Consegna: Modifica il brano su Meloni e la Russia riportandone il passo da "Niente di più" a "qualcosa di simile.", dove "carretto" va sostituito con "calesse".

Brano proposto:
»»

Niente di più inopportuno e fuori luogo. Meloni attacca la Russia frontalmente, dimostrando per l’ennesima volta una serie di difetti politici rilevanti.
Se mia nonna avesse le ruote
Un vecchio detto popolare toscano recita, con fare scherzosa, “se mia nonna avesse le ruote sarebbe un carretto”. Possiamo tranquillamente riadattarlo, senza timore di errare, alle capacità di politica estera di Giorgia Meloni, dicendo “se la Meloni avesse capacità, governerebbe bene”, o qualcosa di simile.
La Primo Ministro italiana ha infatti speso esternazioni a casaccio, come si addice ai politici italiani, riguardo le relazioni fra Russia e Ucraina. A pochi giorni dal termine dei negoziati in Turchia, Meloni, evidentemente non informata che l’argomento dei negoziati era ormai già vecchio per la stampa internazionale, ha dichiarato: «Si sta lavorando a un nuovo turno di negoziati e la prima cosa che dobbiamo fare è ringraziare il presidente Zelensky e il governo ucraino, che hanno dimostrato in queste settimane la sincera volontà di cercare la pace, accettando i negoziati. Dall’altra parte non abbiamo visto alcun passo concreto da parte russa al momento. Vale la pena ricordarlo per smontare una certa narrativa per cui i russi sarebbero stati disponibili alla pace». Lo ha detto la premier Giorgia Meloni in dichiarazioni alla stampa con Mette Frederiksen, primo ministro di Danimarca, dopo l’incontro a Palazzo Chigi, «Al di là di date e luoghi, la priorità a cui arrivare è che ci siano negoziati seri, in cui gli interlocutori vogliano tutti manifestare la disponibilità e la voglia di fare passi avanti. Questo è il centro del lavoro che dobbiamo fare adesso, per arrivare a un cessate il fuoco e un accordo di pace complessivo, che non può prescindere da garanzie sicurezza per l’Ucraina».

««

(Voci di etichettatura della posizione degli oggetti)
»»

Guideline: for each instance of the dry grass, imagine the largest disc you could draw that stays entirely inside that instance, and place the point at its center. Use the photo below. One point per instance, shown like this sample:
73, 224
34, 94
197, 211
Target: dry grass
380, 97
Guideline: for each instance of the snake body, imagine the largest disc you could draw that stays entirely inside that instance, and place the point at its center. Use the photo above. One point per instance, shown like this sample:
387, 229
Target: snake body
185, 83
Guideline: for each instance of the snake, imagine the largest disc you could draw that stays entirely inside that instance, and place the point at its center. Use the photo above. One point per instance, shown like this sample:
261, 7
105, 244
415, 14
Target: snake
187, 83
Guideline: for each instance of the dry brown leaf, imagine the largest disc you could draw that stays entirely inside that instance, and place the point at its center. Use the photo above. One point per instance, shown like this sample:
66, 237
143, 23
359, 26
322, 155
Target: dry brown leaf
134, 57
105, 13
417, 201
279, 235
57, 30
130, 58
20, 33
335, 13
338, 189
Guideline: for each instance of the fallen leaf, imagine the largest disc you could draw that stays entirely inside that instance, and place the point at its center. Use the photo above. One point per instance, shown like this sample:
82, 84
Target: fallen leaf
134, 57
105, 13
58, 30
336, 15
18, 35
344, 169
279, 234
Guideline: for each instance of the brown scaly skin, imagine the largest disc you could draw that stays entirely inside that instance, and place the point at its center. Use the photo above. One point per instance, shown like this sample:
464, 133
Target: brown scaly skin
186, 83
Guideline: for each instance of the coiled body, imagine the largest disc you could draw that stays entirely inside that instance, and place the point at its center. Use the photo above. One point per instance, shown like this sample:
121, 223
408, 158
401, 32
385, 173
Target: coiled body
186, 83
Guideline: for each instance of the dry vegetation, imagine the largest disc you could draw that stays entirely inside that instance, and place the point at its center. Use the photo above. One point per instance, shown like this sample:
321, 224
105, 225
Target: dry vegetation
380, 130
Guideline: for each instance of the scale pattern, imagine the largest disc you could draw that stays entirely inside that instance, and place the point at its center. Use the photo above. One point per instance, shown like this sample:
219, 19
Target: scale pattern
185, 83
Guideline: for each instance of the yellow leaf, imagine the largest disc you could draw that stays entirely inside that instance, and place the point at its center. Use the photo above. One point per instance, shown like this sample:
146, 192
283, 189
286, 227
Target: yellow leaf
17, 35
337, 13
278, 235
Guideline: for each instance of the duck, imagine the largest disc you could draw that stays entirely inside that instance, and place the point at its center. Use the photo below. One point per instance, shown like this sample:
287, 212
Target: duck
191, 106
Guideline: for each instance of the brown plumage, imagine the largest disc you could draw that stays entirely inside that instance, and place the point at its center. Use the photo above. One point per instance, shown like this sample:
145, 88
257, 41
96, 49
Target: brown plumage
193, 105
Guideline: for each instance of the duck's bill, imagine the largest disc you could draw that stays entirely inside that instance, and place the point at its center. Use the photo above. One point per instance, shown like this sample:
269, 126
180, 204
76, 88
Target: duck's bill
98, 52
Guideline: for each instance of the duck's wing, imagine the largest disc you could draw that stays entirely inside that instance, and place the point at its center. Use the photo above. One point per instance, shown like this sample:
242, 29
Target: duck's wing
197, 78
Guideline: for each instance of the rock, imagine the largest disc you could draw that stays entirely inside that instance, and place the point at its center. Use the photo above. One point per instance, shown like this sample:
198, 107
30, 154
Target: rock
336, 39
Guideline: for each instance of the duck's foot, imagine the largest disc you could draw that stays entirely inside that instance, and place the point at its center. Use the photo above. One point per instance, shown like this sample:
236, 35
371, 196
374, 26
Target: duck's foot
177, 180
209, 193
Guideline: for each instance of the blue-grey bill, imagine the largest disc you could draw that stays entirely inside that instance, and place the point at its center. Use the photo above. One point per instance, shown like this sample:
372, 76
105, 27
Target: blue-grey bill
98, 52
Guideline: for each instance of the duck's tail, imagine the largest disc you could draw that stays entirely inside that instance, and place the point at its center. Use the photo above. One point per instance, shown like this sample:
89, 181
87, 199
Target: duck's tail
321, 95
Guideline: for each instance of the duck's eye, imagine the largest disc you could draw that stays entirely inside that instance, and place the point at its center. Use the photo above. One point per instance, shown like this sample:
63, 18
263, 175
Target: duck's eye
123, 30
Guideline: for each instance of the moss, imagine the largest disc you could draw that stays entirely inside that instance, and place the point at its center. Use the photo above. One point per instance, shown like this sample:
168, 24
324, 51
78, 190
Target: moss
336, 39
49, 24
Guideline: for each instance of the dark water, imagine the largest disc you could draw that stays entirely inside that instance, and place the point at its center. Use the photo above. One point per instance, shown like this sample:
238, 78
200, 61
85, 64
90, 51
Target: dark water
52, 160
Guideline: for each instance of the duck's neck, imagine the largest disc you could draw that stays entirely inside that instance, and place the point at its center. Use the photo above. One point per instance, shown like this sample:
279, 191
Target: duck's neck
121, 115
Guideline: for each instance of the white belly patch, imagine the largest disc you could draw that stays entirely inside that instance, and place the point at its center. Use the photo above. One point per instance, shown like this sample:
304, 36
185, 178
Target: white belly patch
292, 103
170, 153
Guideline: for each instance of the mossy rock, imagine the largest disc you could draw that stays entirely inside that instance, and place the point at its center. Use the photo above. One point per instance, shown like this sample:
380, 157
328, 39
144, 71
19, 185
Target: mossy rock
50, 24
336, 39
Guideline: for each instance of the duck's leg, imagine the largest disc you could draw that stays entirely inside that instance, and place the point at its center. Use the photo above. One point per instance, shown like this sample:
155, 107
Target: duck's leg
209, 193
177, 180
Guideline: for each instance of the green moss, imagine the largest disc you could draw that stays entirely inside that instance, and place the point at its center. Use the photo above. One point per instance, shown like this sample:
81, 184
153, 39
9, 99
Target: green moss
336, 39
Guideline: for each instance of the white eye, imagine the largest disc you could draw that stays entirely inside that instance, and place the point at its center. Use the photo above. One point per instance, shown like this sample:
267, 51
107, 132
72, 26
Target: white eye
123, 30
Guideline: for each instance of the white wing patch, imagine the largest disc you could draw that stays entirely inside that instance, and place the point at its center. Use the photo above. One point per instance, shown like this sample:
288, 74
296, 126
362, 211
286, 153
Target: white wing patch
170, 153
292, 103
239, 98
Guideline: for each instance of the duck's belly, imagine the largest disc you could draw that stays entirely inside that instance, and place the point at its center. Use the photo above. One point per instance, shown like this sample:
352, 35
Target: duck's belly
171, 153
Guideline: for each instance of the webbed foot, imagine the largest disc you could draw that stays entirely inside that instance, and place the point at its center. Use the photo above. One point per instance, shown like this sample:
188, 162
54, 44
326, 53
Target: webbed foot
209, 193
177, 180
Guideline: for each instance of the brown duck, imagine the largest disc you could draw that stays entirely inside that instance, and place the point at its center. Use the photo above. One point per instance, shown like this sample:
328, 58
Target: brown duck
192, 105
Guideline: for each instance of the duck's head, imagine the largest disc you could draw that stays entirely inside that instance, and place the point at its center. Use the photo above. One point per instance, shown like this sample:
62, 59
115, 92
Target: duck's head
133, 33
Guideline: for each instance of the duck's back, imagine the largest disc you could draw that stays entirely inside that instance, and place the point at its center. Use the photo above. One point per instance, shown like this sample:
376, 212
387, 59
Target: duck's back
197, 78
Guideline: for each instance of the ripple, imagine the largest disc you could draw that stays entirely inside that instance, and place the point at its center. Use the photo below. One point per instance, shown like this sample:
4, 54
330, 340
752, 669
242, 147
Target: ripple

««

Risposta:
Niente di più inopportuno e fuori luogo. Meloni attacca la Russia frontalmente, dimostrando per l’ennesima volta una serie di difetti politici rilevanti.
Se mia nonna avesse le ruote
Un vecchio detto popolare toscano recita, con fare scherzosa, “se mia nonna avesse le ruote sarebbe un calesse”. Possiamo tranquillamente riadattarlo, senza timore di errare, alle capacità di politica estera di Giorgia Meloni, dicendo “se la Meloni avesse capacità, governerebbe bene”, o qualcosa di simile.